Study text Start Marker

My beneful comment was followed by and eye roll, if anyone misinterpreted that. I DO NOT feed it (my boss and brother do), and am not sure why anyone would. A dog food that has sugar in it juuuuust doesn't seem right to me.

I stand corrected by my mother... (we had a discussion tonight) Diamond makes Taste of the Wild, not Natura. Natura sold to Procter and Gamble... they make Innova, Evo, Cal Nat, Health Wise, Mother Nature, and Karma. Diamond - as far as I know - is still it's own company. 

I - personally - can't feed Tate Taste of the Wild in any flavor. It doesn't sit well with his sensitive stomach.

Sorry for any confusion! I mixed my thoughts up and didn't re-read before posting!

------------

Any news on Flint River Ranch food? I am buying new food for Tate tomorrow, and one of the places I am stopping off to check carries this. It might be a liiiittle too expensive for me, however, I can't find how much it is at my local dealers without heading there in person.


----------



## partial2poodles (Feb 11, 2010)

many years ago I was sucked into the Flint River Ranch sales pitch. The claim that it is baked (as if on a cookie sheet then broken by hand into littler chunks) as opposed to being produced by an extruding machine. I fell for that, as if baked potatoe chips are better for you than fried ones.

Last summer I went to the big County Fair and there was a table selling Flint River Ranch so I mosied over to see what the ingredients were.

SUCH CRAP I couldn't stand it. I didn't want to start yelling at the poor lady selling it but I felt like telling her it has too much GRAIN. Its really a very poor food in my eyes. I really like the food I sell. I always tell clients who want a better food.....this food is really great FOR THE MONEY. Its not overly expensive, has no corn, wheat or soy. It eliminates ear, eye and skin problems....stops the paw licking and chewing at the base of the tail. I sell tons of it each month and I see complete turn-a-rounds on dogs who formerly went to the vet several times a year for those problems.

Study text End Marker

** Exercise **
In the dog food thread, which company makes Taste of the Wild?

Supplied information Start Marker

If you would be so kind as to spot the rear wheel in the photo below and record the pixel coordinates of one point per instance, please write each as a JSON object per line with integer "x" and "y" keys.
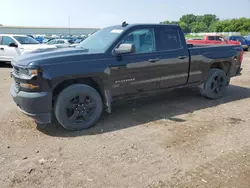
{"x": 78, "y": 107}
{"x": 215, "y": 85}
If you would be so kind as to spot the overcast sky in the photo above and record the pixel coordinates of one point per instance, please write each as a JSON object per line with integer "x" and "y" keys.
{"x": 101, "y": 13}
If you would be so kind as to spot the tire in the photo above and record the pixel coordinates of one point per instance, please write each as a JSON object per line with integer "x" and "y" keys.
{"x": 78, "y": 107}
{"x": 215, "y": 84}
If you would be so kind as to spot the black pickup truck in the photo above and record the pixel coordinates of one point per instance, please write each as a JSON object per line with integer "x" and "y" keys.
{"x": 75, "y": 84}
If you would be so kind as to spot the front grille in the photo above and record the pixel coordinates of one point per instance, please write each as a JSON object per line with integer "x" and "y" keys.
{"x": 17, "y": 86}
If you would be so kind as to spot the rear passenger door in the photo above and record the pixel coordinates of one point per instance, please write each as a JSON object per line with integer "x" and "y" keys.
{"x": 174, "y": 57}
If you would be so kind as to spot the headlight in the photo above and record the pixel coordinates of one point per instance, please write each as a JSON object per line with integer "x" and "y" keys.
{"x": 33, "y": 72}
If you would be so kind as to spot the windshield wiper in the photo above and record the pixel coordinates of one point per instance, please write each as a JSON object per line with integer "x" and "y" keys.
{"x": 85, "y": 49}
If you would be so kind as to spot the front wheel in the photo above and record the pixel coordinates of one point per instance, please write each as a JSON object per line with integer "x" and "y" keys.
{"x": 78, "y": 107}
{"x": 215, "y": 84}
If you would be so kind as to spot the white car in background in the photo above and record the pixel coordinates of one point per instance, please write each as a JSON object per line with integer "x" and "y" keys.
{"x": 12, "y": 46}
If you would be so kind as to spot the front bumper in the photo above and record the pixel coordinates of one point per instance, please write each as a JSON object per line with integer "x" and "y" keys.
{"x": 245, "y": 46}
{"x": 35, "y": 105}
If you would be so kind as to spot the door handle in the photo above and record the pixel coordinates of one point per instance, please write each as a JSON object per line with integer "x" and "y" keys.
{"x": 117, "y": 66}
{"x": 182, "y": 57}
{"x": 154, "y": 60}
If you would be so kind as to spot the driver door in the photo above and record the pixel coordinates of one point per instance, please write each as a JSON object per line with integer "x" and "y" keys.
{"x": 138, "y": 71}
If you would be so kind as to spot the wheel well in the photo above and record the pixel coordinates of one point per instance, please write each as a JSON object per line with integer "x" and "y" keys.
{"x": 225, "y": 66}
{"x": 96, "y": 83}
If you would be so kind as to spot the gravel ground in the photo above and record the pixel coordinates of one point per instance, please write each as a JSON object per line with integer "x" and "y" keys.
{"x": 175, "y": 139}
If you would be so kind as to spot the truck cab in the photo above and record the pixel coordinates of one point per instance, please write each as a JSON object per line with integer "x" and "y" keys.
{"x": 213, "y": 40}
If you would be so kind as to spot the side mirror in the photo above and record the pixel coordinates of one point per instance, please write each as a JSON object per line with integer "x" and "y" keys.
{"x": 13, "y": 45}
{"x": 124, "y": 49}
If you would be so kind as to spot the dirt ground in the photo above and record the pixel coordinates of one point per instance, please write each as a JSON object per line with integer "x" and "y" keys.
{"x": 176, "y": 139}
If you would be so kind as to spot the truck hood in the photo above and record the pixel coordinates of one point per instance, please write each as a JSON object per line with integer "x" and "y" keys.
{"x": 36, "y": 46}
{"x": 52, "y": 56}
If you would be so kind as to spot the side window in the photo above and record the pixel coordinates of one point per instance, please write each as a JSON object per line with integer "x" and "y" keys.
{"x": 218, "y": 38}
{"x": 51, "y": 42}
{"x": 60, "y": 42}
{"x": 7, "y": 40}
{"x": 211, "y": 38}
{"x": 169, "y": 39}
{"x": 143, "y": 40}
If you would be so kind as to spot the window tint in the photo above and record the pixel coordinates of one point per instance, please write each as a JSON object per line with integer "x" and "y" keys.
{"x": 52, "y": 42}
{"x": 60, "y": 42}
{"x": 211, "y": 38}
{"x": 143, "y": 40}
{"x": 169, "y": 39}
{"x": 218, "y": 38}
{"x": 7, "y": 40}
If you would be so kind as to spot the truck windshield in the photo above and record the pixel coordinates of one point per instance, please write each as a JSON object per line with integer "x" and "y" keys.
{"x": 101, "y": 40}
{"x": 26, "y": 40}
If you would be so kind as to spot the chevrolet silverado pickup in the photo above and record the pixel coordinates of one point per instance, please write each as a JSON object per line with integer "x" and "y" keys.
{"x": 74, "y": 85}
{"x": 213, "y": 40}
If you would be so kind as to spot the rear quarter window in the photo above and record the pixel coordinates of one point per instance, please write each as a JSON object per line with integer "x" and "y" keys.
{"x": 169, "y": 39}
{"x": 211, "y": 38}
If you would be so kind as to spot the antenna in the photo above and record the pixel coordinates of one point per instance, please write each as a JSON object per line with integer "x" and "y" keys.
{"x": 124, "y": 24}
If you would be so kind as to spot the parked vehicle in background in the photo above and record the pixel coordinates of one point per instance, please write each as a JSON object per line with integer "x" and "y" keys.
{"x": 39, "y": 39}
{"x": 244, "y": 43}
{"x": 213, "y": 40}
{"x": 248, "y": 39}
{"x": 12, "y": 46}
{"x": 60, "y": 43}
{"x": 77, "y": 42}
{"x": 113, "y": 63}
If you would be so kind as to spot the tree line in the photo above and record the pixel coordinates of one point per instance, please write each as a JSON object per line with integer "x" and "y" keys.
{"x": 191, "y": 23}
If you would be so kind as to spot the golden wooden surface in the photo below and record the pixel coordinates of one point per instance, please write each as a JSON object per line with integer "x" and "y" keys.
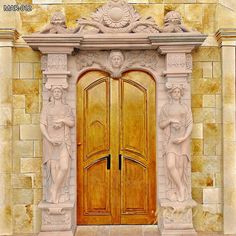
{"x": 116, "y": 118}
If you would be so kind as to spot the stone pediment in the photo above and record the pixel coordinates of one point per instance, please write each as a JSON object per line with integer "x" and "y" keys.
{"x": 116, "y": 16}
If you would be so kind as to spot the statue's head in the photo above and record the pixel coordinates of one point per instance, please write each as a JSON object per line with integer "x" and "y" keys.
{"x": 57, "y": 93}
{"x": 58, "y": 18}
{"x": 116, "y": 59}
{"x": 175, "y": 91}
{"x": 173, "y": 17}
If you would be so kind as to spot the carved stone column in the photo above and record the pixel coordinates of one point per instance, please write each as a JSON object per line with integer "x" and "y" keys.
{"x": 57, "y": 207}
{"x": 175, "y": 217}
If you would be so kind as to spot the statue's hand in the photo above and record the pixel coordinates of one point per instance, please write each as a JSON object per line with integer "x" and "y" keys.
{"x": 175, "y": 123}
{"x": 178, "y": 140}
{"x": 58, "y": 123}
{"x": 54, "y": 142}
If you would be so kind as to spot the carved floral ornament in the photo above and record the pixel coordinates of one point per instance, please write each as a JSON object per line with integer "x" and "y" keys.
{"x": 116, "y": 16}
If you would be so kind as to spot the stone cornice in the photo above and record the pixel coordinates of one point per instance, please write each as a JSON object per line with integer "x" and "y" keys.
{"x": 8, "y": 36}
{"x": 226, "y": 36}
{"x": 125, "y": 41}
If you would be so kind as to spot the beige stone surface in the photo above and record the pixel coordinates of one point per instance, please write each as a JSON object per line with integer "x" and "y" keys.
{"x": 23, "y": 196}
{"x": 26, "y": 70}
{"x": 5, "y": 95}
{"x": 20, "y": 117}
{"x": 6, "y": 227}
{"x": 18, "y": 101}
{"x": 38, "y": 148}
{"x": 21, "y": 181}
{"x": 206, "y": 84}
{"x": 23, "y": 148}
{"x": 209, "y": 101}
{"x": 5, "y": 157}
{"x": 197, "y": 147}
{"x": 23, "y": 218}
{"x": 5, "y": 115}
{"x": 197, "y": 130}
{"x": 212, "y": 195}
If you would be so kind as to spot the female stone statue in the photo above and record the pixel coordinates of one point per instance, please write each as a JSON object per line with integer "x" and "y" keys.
{"x": 55, "y": 123}
{"x": 116, "y": 60}
{"x": 176, "y": 121}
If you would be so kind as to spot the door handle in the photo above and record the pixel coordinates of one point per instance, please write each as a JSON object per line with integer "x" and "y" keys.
{"x": 108, "y": 162}
{"x": 120, "y": 161}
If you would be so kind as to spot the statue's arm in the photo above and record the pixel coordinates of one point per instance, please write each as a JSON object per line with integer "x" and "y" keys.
{"x": 69, "y": 121}
{"x": 188, "y": 131}
{"x": 45, "y": 132}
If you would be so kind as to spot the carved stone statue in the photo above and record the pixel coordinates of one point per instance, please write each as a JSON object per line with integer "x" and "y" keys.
{"x": 176, "y": 121}
{"x": 173, "y": 23}
{"x": 55, "y": 123}
{"x": 116, "y": 60}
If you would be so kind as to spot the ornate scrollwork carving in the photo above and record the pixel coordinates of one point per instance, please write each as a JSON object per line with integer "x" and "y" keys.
{"x": 116, "y": 62}
{"x": 57, "y": 25}
{"x": 173, "y": 23}
{"x": 118, "y": 16}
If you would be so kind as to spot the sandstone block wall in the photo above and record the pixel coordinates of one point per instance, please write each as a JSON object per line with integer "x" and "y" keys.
{"x": 20, "y": 104}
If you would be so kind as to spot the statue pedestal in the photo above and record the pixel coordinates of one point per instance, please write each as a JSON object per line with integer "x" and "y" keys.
{"x": 57, "y": 219}
{"x": 175, "y": 218}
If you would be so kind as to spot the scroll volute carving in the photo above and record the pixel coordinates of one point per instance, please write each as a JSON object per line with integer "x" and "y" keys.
{"x": 173, "y": 23}
{"x": 56, "y": 121}
{"x": 176, "y": 122}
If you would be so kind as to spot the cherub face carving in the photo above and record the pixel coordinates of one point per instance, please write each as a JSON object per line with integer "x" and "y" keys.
{"x": 173, "y": 17}
{"x": 58, "y": 19}
{"x": 116, "y": 59}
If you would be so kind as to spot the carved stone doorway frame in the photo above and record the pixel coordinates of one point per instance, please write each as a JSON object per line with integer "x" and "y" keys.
{"x": 165, "y": 54}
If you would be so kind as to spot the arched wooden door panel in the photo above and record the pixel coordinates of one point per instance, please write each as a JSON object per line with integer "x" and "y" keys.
{"x": 116, "y": 149}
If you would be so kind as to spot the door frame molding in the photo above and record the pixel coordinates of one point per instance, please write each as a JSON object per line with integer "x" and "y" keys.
{"x": 67, "y": 54}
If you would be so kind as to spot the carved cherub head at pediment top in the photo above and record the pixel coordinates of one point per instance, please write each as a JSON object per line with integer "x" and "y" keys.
{"x": 58, "y": 18}
{"x": 173, "y": 23}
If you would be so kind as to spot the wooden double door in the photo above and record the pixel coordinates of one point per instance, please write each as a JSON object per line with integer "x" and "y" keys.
{"x": 116, "y": 138}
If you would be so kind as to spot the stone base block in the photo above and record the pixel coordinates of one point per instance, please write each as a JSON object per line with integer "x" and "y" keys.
{"x": 57, "y": 218}
{"x": 65, "y": 233}
{"x": 179, "y": 232}
{"x": 175, "y": 218}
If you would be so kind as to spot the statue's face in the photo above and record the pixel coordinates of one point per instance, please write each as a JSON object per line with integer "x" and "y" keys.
{"x": 176, "y": 94}
{"x": 57, "y": 94}
{"x": 116, "y": 61}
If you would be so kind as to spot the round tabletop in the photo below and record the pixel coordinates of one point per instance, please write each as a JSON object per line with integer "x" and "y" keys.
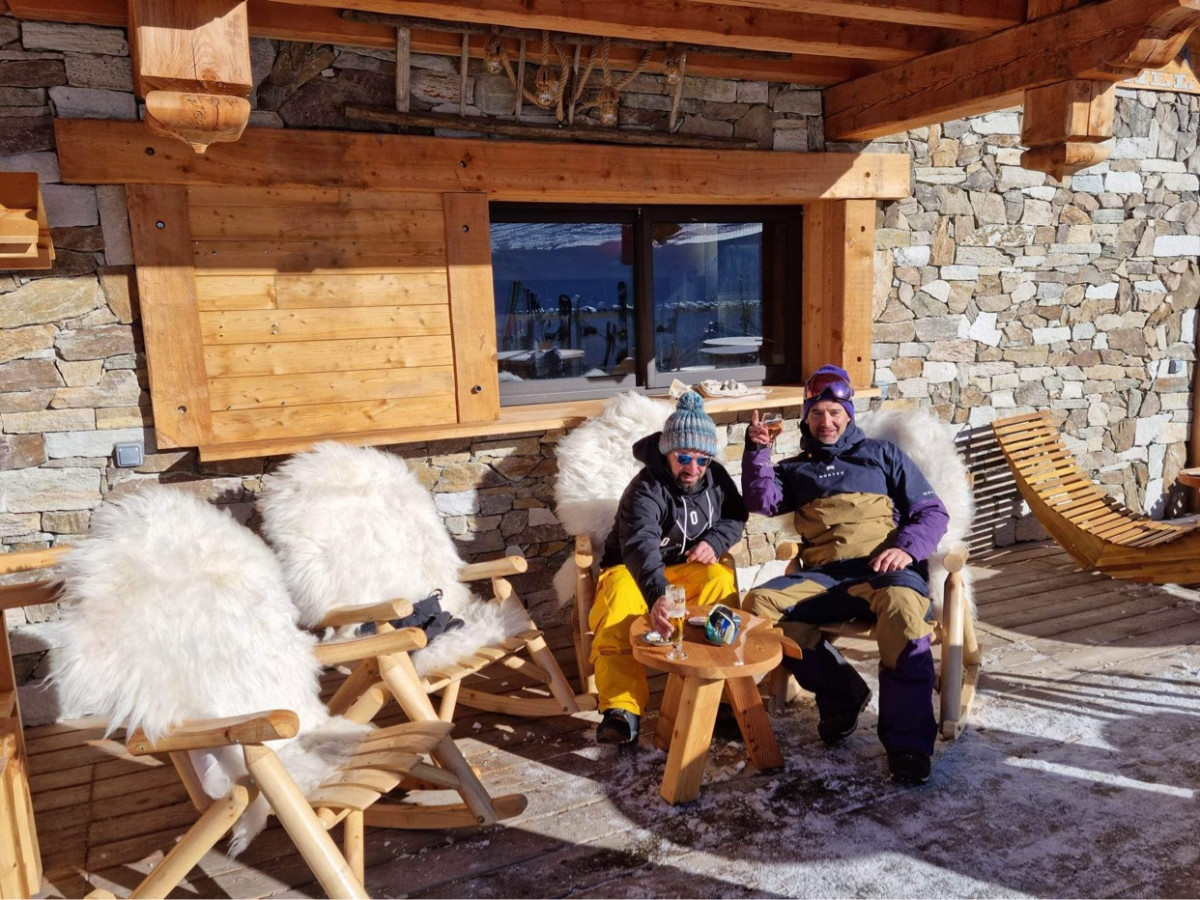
{"x": 738, "y": 341}
{"x": 759, "y": 649}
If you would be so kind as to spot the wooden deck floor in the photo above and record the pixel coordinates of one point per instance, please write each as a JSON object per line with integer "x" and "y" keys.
{"x": 595, "y": 826}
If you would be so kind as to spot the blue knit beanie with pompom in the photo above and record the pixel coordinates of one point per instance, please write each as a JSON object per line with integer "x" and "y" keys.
{"x": 689, "y": 427}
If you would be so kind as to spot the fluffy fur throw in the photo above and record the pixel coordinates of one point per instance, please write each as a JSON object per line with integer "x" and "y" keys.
{"x": 175, "y": 612}
{"x": 353, "y": 526}
{"x": 595, "y": 462}
{"x": 929, "y": 443}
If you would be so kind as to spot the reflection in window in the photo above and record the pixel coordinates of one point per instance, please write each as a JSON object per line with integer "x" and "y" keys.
{"x": 564, "y": 304}
{"x": 595, "y": 299}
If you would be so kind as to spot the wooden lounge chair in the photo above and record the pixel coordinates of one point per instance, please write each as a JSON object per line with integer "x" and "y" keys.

Supplied information End Marker

** Response **
Diamond